Toxic friends come in many forms—they can take much more than they add to the friendship; they can be chronically negative; they can tear you down—but the bottom line is that when you walk away from time spent with a toxic friend, you probably feel worse for the wear. If you think you might have a toxic friend in your life, take a moment to reflect on how you usually feel after being with this friend; if what you come up with includes words like drained, tired, unmotivated, worthless, or even downright depressed, you quite likely have a toxic friend. While it might be easy to identify the toxic friends in your life, it is often difficult, and sometimes painful, to decide what you want to do about them and even more difficult to actually do it.
Consider what this person has added to your life over the course of the friendship. Perhaps you will realize that this person was once a pretty good friend, but at some point that changed. If this is the case, it might be worth bringing this observation to your friend. You might try something like, “We’ve been friends for a long time, we’ve had a lot of fun together, and you’ve really been there for me through some tough times in life. I so appreciate and value that, but it seems like lately, you expect a lot from me, but you aren’t really there when I need you.” It might be helpful to insert some specific examples of the good and the bad to help your friend see that this is something you have given considerable thought.
Hopefully, your friend will be open to discussing what is going on in the friendship. If so, be prepared to hear both positive and negative feedback from your friend about how he/she views you; if you are asking a friend to take a closer look at himself/herself, you need to be ready and willing to do the same introspection. Engaging in this kind of honest, constructive exploration of your friendship might deepen the sense of empathy and connectedness in the relationship.
Unfortunately, when you reflect on what a potentially toxic friend has added to your life, you might come up empty. If this is the case, try digging just a little deeper. There is probably a reason that this person is still in your life. For example, if you have a friend who takes and takes, offering nothing in return, it could be because you are more comfortable being there for others than examining your own life. Having a friend who requires a lot may enable you to avoid addressing your need for personal growth. Or perhaps you have a friend who tears you down and makes you feel bad about yourself, but you feel concerned about walking away for fear of hurting your friend’s feelings. Consider asking yourself why your friend’s feelings are more important than your own.

Task set:
- a) In the passage on toxic friends, reproduce the text word for word, starting with "Consider what this" and going on through "given considerable thought.".
- b) Answer these questions from the passage on toxic friends:
(i) What words does it list for how you might feel after being with a toxic friend?
(ii) If your friend is open to discussing the friendship, what kinds of feedback should you be prepared to hear?
(iii) What may having a friend who requires a lot enable you to avoid?
- c) Pick up the passage on toxic friends after its final sentence and write what comes next.
The lines further down the page come from a separate source.

Data extract:

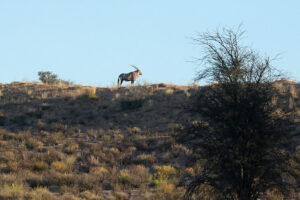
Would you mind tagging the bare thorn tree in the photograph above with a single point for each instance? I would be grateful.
(242, 140)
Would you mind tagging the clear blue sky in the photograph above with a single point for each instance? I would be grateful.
(91, 42)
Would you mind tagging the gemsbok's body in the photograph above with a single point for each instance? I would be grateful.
(132, 76)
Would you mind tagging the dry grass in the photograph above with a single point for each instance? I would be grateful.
(75, 142)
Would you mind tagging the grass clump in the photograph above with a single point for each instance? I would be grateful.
(132, 104)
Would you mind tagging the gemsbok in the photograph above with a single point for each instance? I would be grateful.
(132, 76)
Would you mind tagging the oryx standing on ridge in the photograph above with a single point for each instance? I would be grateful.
(132, 76)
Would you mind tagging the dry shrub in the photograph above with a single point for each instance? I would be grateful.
(165, 172)
(60, 166)
(100, 172)
(146, 158)
(40, 166)
(121, 195)
(87, 195)
(68, 196)
(134, 130)
(33, 143)
(41, 193)
(12, 192)
(87, 182)
(59, 179)
(167, 191)
(135, 176)
(70, 147)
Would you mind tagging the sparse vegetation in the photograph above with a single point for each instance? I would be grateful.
(75, 142)
(243, 140)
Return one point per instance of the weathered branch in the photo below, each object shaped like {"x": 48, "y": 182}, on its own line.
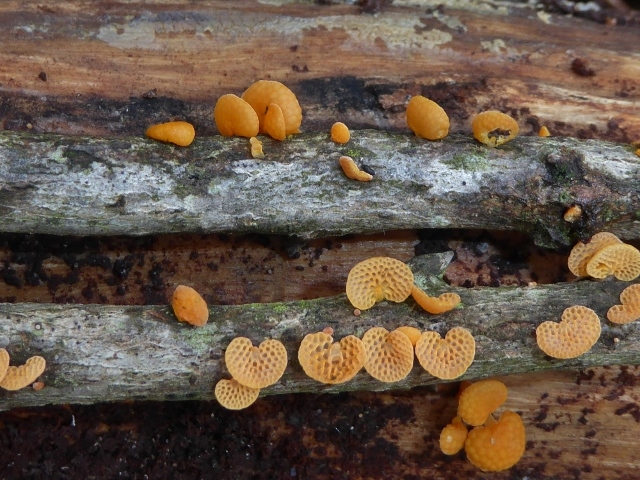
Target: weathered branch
{"x": 106, "y": 353}
{"x": 89, "y": 186}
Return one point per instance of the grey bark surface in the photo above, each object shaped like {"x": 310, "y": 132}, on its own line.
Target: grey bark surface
{"x": 100, "y": 353}
{"x": 133, "y": 186}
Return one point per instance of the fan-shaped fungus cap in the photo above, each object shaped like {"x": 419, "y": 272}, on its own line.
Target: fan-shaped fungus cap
{"x": 256, "y": 367}
{"x": 493, "y": 128}
{"x": 621, "y": 260}
{"x": 340, "y": 133}
{"x": 629, "y": 311}
{"x": 233, "y": 395}
{"x": 453, "y": 436}
{"x": 19, "y": 377}
{"x": 376, "y": 279}
{"x": 435, "y": 305}
{"x": 481, "y": 399}
{"x": 499, "y": 446}
{"x": 234, "y": 116}
{"x": 189, "y": 306}
{"x": 388, "y": 355}
{"x": 578, "y": 330}
{"x": 263, "y": 92}
{"x": 449, "y": 357}
{"x": 581, "y": 253}
{"x": 329, "y": 362}
{"x": 427, "y": 119}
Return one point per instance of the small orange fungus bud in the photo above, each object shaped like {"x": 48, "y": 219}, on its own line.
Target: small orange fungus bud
{"x": 377, "y": 279}
{"x": 340, "y": 133}
{"x": 233, "y": 395}
{"x": 180, "y": 133}
{"x": 453, "y": 436}
{"x": 498, "y": 446}
{"x": 578, "y": 331}
{"x": 234, "y": 116}
{"x": 388, "y": 355}
{"x": 493, "y": 128}
{"x": 449, "y": 357}
{"x": 479, "y": 400}
{"x": 427, "y": 119}
{"x": 256, "y": 367}
{"x": 629, "y": 311}
{"x": 189, "y": 306}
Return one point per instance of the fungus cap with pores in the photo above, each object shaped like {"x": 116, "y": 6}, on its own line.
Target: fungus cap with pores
{"x": 377, "y": 279}
{"x": 578, "y": 331}
{"x": 329, "y": 362}
{"x": 255, "y": 367}
{"x": 481, "y": 399}
{"x": 388, "y": 355}
{"x": 449, "y": 357}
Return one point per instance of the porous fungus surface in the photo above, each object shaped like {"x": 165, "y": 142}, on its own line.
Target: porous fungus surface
{"x": 234, "y": 116}
{"x": 499, "y": 446}
{"x": 388, "y": 355}
{"x": 494, "y": 128}
{"x": 256, "y": 367}
{"x": 449, "y": 357}
{"x": 179, "y": 133}
{"x": 481, "y": 399}
{"x": 578, "y": 330}
{"x": 377, "y": 279}
{"x": 233, "y": 395}
{"x": 427, "y": 119}
{"x": 329, "y": 362}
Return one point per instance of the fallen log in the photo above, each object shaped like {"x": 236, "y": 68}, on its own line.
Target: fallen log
{"x": 97, "y": 186}
{"x": 100, "y": 353}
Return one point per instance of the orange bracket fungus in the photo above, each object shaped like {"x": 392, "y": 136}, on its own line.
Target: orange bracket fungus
{"x": 329, "y": 362}
{"x": 479, "y": 400}
{"x": 629, "y": 311}
{"x": 256, "y": 367}
{"x": 388, "y": 355}
{"x": 581, "y": 253}
{"x": 435, "y": 305}
{"x": 576, "y": 333}
{"x": 427, "y": 119}
{"x": 377, "y": 279}
{"x": 19, "y": 377}
{"x": 189, "y": 306}
{"x": 453, "y": 436}
{"x": 498, "y": 446}
{"x": 233, "y": 395}
{"x": 493, "y": 128}
{"x": 234, "y": 116}
{"x": 180, "y": 133}
{"x": 340, "y": 133}
{"x": 352, "y": 171}
{"x": 449, "y": 357}
{"x": 264, "y": 92}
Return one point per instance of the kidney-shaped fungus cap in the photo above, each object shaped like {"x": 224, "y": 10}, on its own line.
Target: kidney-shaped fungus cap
{"x": 449, "y": 357}
{"x": 256, "y": 367}
{"x": 481, "y": 399}
{"x": 388, "y": 355}
{"x": 376, "y": 279}
{"x": 329, "y": 362}
{"x": 620, "y": 260}
{"x": 581, "y": 253}
{"x": 234, "y": 116}
{"x": 453, "y": 436}
{"x": 578, "y": 330}
{"x": 498, "y": 446}
{"x": 629, "y": 311}
{"x": 19, "y": 377}
{"x": 233, "y": 395}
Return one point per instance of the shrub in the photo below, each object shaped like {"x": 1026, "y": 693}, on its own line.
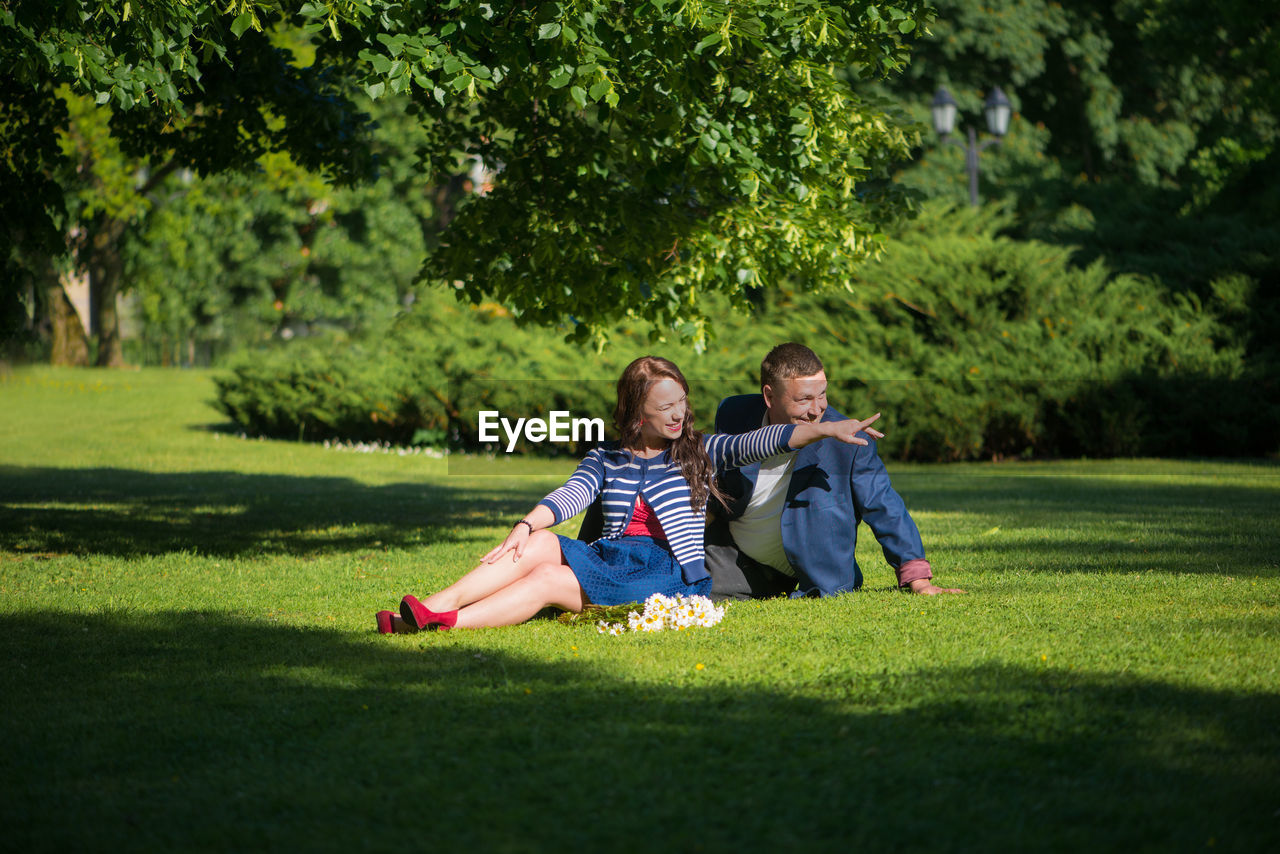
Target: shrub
{"x": 973, "y": 345}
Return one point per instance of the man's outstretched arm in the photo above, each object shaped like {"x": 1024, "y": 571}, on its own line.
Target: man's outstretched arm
{"x": 885, "y": 512}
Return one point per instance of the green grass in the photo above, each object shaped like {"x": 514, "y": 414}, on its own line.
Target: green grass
{"x": 188, "y": 660}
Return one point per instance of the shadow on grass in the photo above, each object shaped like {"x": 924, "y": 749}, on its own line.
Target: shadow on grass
{"x": 188, "y": 731}
{"x": 128, "y": 512}
{"x": 1153, "y": 524}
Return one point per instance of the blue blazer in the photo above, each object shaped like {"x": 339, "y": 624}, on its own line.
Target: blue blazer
{"x": 833, "y": 487}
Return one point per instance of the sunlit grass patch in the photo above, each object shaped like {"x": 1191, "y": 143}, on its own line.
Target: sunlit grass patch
{"x": 188, "y": 660}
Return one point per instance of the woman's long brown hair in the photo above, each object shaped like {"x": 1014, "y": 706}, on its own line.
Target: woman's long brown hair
{"x": 686, "y": 451}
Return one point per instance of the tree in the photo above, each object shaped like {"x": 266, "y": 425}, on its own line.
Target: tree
{"x": 177, "y": 83}
{"x": 1169, "y": 94}
{"x": 648, "y": 153}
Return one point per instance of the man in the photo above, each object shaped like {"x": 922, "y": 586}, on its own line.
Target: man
{"x": 791, "y": 521}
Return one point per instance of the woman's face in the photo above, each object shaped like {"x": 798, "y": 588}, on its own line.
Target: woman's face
{"x": 666, "y": 407}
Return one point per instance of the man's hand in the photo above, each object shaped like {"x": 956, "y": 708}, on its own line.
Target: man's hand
{"x": 926, "y": 587}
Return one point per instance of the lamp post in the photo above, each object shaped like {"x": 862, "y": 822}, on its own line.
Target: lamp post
{"x": 997, "y": 112}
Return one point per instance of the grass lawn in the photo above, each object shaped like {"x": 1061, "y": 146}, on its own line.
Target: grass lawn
{"x": 190, "y": 660}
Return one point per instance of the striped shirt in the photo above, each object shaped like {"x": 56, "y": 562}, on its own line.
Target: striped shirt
{"x": 618, "y": 476}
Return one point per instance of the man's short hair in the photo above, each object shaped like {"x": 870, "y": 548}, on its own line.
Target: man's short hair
{"x": 787, "y": 361}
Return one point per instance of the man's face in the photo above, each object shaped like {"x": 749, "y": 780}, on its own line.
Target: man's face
{"x": 800, "y": 400}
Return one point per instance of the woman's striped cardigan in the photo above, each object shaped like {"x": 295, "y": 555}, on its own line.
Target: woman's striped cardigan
{"x": 620, "y": 475}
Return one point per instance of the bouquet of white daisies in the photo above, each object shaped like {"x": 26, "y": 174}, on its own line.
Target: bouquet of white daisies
{"x": 666, "y": 612}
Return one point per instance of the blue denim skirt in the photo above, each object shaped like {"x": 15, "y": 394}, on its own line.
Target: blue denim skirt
{"x": 629, "y": 569}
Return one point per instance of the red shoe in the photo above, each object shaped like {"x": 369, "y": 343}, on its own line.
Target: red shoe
{"x": 387, "y": 624}
{"x": 417, "y": 615}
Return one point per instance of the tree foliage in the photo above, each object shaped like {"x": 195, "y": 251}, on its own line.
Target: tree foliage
{"x": 196, "y": 85}
{"x": 649, "y": 153}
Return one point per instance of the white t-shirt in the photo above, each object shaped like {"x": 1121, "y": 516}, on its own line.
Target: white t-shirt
{"x": 759, "y": 530}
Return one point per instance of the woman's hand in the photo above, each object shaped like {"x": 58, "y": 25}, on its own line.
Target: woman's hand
{"x": 516, "y": 542}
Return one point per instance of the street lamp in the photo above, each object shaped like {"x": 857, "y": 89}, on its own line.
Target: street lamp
{"x": 997, "y": 112}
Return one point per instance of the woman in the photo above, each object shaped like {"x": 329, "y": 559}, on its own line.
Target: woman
{"x": 656, "y": 483}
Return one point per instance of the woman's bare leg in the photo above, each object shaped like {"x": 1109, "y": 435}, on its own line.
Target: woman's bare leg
{"x": 548, "y": 584}
{"x": 487, "y": 579}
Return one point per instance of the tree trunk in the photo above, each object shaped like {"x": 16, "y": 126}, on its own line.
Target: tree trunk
{"x": 105, "y": 270}
{"x": 67, "y": 333}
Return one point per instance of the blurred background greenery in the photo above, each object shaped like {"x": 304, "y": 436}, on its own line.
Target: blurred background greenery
{"x": 1114, "y": 295}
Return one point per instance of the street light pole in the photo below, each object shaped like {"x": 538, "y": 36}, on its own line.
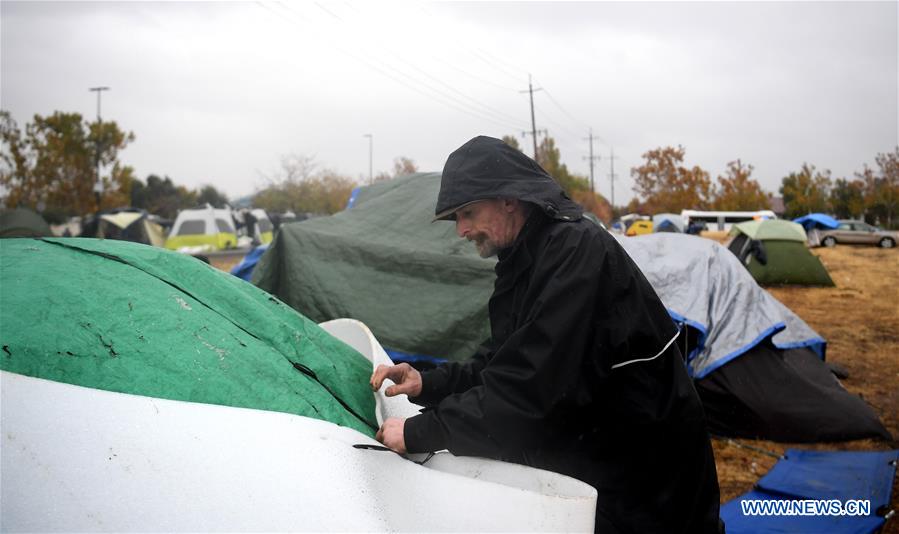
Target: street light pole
{"x": 98, "y": 185}
{"x": 370, "y": 144}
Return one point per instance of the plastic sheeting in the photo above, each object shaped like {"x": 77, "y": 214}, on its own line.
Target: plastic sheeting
{"x": 132, "y": 318}
{"x": 819, "y": 475}
{"x": 420, "y": 288}
{"x": 703, "y": 285}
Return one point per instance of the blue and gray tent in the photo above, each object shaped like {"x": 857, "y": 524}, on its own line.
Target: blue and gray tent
{"x": 423, "y": 292}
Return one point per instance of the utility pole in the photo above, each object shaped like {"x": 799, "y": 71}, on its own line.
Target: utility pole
{"x": 370, "y": 143}
{"x": 533, "y": 122}
{"x": 98, "y": 185}
{"x": 592, "y": 158}
{"x": 612, "y": 175}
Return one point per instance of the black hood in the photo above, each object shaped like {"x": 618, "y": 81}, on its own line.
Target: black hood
{"x": 486, "y": 168}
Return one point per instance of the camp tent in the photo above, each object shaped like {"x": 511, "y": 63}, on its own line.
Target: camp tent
{"x": 775, "y": 252}
{"x": 149, "y": 377}
{"x": 424, "y": 292}
{"x": 667, "y": 222}
{"x": 202, "y": 230}
{"x": 22, "y": 222}
{"x": 758, "y": 367}
{"x": 421, "y": 289}
{"x": 127, "y": 224}
{"x": 814, "y": 223}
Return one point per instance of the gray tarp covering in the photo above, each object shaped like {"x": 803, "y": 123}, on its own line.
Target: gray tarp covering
{"x": 704, "y": 285}
{"x": 420, "y": 288}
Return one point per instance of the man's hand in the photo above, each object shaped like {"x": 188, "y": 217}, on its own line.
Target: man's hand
{"x": 391, "y": 434}
{"x": 406, "y": 378}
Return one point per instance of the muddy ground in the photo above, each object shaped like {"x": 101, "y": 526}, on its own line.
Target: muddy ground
{"x": 859, "y": 318}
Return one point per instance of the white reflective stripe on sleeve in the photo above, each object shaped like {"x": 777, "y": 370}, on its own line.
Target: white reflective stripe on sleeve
{"x": 622, "y": 364}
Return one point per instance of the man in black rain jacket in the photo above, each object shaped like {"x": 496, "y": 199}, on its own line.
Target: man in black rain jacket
{"x": 581, "y": 375}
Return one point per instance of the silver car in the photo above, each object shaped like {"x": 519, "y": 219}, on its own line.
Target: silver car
{"x": 858, "y": 233}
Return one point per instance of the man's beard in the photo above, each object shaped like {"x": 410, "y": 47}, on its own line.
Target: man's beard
{"x": 486, "y": 247}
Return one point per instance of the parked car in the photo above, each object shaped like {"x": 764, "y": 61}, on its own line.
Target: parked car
{"x": 858, "y": 233}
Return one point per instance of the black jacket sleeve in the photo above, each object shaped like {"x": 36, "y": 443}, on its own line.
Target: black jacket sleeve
{"x": 452, "y": 377}
{"x": 534, "y": 369}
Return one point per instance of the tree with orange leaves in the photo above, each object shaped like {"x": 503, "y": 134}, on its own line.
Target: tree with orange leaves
{"x": 666, "y": 185}
{"x": 737, "y": 191}
{"x": 52, "y": 167}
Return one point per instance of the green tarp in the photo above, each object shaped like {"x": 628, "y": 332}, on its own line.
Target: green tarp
{"x": 418, "y": 287}
{"x": 131, "y": 318}
{"x": 22, "y": 222}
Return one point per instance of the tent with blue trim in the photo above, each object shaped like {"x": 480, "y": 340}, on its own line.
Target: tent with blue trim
{"x": 841, "y": 478}
{"x": 758, "y": 367}
{"x": 424, "y": 293}
{"x": 817, "y": 220}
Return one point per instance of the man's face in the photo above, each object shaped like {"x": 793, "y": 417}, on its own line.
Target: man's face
{"x": 489, "y": 223}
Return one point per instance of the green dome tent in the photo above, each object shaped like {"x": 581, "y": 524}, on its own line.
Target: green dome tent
{"x": 131, "y": 318}
{"x": 775, "y": 252}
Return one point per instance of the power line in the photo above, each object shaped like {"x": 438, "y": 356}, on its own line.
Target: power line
{"x": 385, "y": 69}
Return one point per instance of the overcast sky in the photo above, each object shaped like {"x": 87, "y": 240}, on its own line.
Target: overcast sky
{"x": 218, "y": 93}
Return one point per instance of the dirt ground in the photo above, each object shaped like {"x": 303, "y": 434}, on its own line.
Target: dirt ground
{"x": 859, "y": 318}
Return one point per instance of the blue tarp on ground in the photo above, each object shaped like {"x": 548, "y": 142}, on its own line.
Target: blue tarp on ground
{"x": 819, "y": 475}
{"x": 816, "y": 220}
{"x": 244, "y": 269}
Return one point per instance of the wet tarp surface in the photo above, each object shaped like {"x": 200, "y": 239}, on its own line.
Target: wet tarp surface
{"x": 819, "y": 475}
{"x": 784, "y": 395}
{"x": 703, "y": 285}
{"x": 131, "y": 318}
{"x": 417, "y": 286}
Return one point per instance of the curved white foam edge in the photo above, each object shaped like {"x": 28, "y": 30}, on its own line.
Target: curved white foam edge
{"x": 81, "y": 459}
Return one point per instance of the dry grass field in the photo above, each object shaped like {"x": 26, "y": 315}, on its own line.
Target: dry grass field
{"x": 859, "y": 318}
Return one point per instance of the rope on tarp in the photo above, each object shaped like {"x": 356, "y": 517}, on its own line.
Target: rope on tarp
{"x": 731, "y": 441}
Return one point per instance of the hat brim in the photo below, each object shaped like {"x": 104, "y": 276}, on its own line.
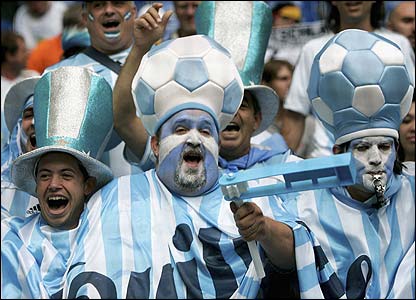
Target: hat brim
{"x": 268, "y": 102}
{"x": 22, "y": 170}
{"x": 16, "y": 98}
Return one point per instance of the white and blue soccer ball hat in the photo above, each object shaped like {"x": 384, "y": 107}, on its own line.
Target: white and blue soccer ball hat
{"x": 360, "y": 86}
{"x": 193, "y": 72}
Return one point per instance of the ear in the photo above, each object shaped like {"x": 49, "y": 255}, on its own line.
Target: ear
{"x": 154, "y": 143}
{"x": 257, "y": 120}
{"x": 90, "y": 185}
{"x": 336, "y": 149}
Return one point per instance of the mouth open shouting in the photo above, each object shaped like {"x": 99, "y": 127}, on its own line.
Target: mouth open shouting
{"x": 111, "y": 28}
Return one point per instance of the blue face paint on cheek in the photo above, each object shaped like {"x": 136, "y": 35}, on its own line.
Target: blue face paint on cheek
{"x": 167, "y": 168}
{"x": 127, "y": 16}
{"x": 389, "y": 164}
{"x": 166, "y": 171}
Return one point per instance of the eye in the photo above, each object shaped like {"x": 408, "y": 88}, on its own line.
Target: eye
{"x": 67, "y": 175}
{"x": 180, "y": 130}
{"x": 407, "y": 120}
{"x": 28, "y": 114}
{"x": 384, "y": 146}
{"x": 43, "y": 176}
{"x": 361, "y": 148}
{"x": 205, "y": 132}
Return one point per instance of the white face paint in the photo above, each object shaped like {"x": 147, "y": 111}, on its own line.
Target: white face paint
{"x": 375, "y": 158}
{"x": 168, "y": 143}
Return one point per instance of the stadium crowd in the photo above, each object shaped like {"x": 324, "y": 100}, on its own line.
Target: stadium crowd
{"x": 121, "y": 121}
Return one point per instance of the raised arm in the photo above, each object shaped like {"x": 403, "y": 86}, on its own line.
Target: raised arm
{"x": 148, "y": 29}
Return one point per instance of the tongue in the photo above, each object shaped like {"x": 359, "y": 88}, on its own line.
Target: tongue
{"x": 57, "y": 206}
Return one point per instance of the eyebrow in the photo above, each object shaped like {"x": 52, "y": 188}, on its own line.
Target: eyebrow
{"x": 61, "y": 170}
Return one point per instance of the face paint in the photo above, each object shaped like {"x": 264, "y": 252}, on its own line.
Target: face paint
{"x": 127, "y": 15}
{"x": 188, "y": 153}
{"x": 112, "y": 35}
{"x": 374, "y": 158}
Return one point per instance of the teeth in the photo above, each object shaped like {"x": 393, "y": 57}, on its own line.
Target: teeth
{"x": 56, "y": 198}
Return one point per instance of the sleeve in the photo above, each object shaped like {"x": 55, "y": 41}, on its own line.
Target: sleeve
{"x": 20, "y": 274}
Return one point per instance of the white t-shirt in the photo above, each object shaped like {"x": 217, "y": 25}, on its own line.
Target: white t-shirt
{"x": 297, "y": 99}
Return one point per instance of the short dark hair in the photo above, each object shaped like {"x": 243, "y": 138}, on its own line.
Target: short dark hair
{"x": 376, "y": 16}
{"x": 272, "y": 67}
{"x": 9, "y": 43}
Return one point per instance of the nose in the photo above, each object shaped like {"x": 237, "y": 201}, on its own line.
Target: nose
{"x": 193, "y": 138}
{"x": 55, "y": 183}
{"x": 374, "y": 156}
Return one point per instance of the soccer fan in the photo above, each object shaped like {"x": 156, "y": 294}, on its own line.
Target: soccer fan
{"x": 73, "y": 112}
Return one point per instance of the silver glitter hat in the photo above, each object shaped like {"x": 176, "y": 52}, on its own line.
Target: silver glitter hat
{"x": 244, "y": 28}
{"x": 16, "y": 98}
{"x": 74, "y": 114}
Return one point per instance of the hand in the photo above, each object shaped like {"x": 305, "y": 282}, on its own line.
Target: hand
{"x": 149, "y": 27}
{"x": 250, "y": 221}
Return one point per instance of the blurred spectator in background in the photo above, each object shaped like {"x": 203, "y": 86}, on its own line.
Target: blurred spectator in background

Task-by-task answers:
- a)
Consider what this person has added to your life over the course of the friendship. Perhaps you will realize that this person was once a pretty good friend, but at some point that changed. If this is the case, it might be worth bringing this observation to your friend. You might try something like, “We’ve been friends for a long time, we’ve had a lot of fun together, and you’ve really been there for me through some tough times in life. I so appreciate and value that, but it seems like lately, you expect a lot from me, but you aren’t really there when I need you.” It might be helpful to insert some specific examples of the good and the bad to help your friend see that this is something you have given considerable thought.

- b)
(i) Drained, tired, unmotivated, worthless, or even downright depressed.
(ii) Both positive and negative feedback about how your friend views you.
(iii) Addressing your need for personal growth.

- c)
Once you have spent some time reflecting on your relationship with a potentially toxic friend, you will likely have greater clarity on whether you want to keep him/her in your life, as it is, try to change it for the better, or end it altogether. If you’ve identified the friendship to be toxic and still want to keep it, as it is, you might not be ready to take a deeper look at why you want to keep this toxicity in your life—and that is OK. You have taken steps toward awareness, and when you are ready to take the next steps, you will.
If you decide you want to try to repair or change the relationship for the better, start with the kind of open conversation suggested above, and see where it goes from there. If you decide to end the relationship, you will also have to decide how to end it: Will you cease all communication immediately; will you be too busy to get together all the time and hope your friend takes the hint; or will you honestly tell your friend that he is not good for you and you no longer wish to be friends?
These are very difficult decisions to make and should not be made without examining the possible consequences, both positive and negative, that could result. It might be helpful to enlist the support and guidance of a strong, nontoxic friend, or a therapist, to help you sort through your options and be there for the outcome. Ultimately, whatever decision you make will be yours, and you will have taken steps towards creating the kind of healthy, supportive, and nurturing environment necessary to grow and thrive in your own life.